_YOUR TASK_. Write out every row again with "rectangle" replaced by "box", leaving everything else unchanged.

>> Start

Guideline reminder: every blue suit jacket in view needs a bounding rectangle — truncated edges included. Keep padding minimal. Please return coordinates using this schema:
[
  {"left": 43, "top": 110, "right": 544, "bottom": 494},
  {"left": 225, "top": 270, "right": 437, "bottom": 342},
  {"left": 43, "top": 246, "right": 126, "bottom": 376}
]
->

>> End

_THE SOLUTION_.
Guideline reminder: every blue suit jacket in view needs a bounding box — truncated edges included. Keep padding minimal. Please return coordinates using this schema:
[
  {"left": 43, "top": 110, "right": 544, "bottom": 494},
  {"left": 225, "top": 270, "right": 437, "bottom": 342},
  {"left": 43, "top": 246, "right": 126, "bottom": 376}
]
->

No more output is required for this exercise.